### Exercise directions
Collect every line in the items below that contains the string "rock", and copy each of those lines in full.

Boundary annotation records
________________________________________

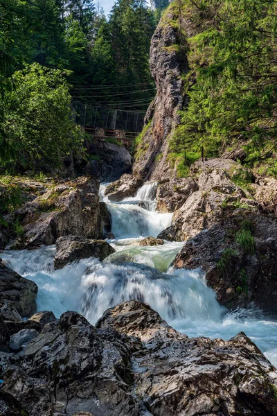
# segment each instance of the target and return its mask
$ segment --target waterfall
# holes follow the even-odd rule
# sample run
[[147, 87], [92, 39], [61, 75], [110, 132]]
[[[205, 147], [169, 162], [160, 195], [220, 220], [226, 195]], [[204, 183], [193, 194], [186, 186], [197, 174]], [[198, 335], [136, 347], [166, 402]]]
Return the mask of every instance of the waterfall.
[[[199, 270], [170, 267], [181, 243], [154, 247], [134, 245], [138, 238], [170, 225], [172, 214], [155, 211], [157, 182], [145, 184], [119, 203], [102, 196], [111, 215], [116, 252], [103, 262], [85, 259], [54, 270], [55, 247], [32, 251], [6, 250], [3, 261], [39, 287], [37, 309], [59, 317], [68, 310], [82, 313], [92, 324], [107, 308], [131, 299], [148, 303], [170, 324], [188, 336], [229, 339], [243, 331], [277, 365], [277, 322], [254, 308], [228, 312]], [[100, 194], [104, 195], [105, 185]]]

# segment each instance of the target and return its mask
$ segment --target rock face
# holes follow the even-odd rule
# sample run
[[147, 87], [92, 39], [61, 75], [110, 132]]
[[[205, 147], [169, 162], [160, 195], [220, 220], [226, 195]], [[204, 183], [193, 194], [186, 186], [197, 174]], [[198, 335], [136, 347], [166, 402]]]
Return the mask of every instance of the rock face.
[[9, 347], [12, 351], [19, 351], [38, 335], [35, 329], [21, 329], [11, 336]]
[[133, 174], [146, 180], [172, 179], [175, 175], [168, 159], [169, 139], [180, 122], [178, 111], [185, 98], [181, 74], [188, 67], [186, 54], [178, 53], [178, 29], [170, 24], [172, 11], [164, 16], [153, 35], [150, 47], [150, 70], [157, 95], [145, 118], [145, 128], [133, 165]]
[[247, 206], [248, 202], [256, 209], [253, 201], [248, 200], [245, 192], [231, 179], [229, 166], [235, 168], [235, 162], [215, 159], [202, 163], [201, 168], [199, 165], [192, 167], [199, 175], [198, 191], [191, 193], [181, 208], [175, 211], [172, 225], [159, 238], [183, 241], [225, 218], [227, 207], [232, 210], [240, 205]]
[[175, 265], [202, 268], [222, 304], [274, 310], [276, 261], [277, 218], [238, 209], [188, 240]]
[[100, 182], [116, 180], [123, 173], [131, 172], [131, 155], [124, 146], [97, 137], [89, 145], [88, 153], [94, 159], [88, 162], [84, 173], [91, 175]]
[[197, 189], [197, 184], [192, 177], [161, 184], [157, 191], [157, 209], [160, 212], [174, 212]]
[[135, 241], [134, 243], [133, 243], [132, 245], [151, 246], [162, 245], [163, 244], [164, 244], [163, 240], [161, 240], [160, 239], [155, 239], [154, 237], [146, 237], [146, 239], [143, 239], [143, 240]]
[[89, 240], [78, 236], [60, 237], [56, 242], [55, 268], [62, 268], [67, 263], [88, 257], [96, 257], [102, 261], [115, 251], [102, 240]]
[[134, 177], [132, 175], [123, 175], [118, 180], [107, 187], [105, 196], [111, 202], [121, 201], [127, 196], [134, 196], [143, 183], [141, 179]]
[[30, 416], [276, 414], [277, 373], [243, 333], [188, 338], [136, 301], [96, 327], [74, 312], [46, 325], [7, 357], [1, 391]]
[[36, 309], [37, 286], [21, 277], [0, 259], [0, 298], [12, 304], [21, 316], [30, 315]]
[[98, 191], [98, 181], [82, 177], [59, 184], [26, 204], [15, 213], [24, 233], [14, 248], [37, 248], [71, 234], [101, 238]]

________________________________________

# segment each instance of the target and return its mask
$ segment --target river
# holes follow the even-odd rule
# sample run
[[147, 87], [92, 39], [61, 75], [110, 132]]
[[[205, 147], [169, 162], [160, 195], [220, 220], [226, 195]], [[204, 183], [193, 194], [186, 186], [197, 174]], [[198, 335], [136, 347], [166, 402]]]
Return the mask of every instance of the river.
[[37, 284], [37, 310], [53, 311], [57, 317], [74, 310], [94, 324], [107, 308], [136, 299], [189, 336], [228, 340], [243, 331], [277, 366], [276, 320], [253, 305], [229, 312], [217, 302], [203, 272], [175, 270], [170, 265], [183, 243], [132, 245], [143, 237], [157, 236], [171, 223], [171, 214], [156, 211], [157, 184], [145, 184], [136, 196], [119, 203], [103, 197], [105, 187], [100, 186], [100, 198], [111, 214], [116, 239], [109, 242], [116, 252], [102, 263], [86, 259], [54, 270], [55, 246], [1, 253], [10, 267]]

________________________________________

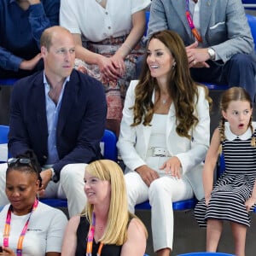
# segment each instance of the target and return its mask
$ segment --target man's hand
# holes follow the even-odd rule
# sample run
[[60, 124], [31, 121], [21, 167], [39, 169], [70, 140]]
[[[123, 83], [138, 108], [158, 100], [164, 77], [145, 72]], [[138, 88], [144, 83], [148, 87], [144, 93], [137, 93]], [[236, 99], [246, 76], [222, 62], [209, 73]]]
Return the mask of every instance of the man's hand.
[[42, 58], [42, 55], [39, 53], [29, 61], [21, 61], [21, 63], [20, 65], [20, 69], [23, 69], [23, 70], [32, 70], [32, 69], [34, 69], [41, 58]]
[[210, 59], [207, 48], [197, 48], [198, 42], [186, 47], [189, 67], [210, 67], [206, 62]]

________________________________________

### Task result
$ segment --target rock face
Return the mask of every instance of the rock face.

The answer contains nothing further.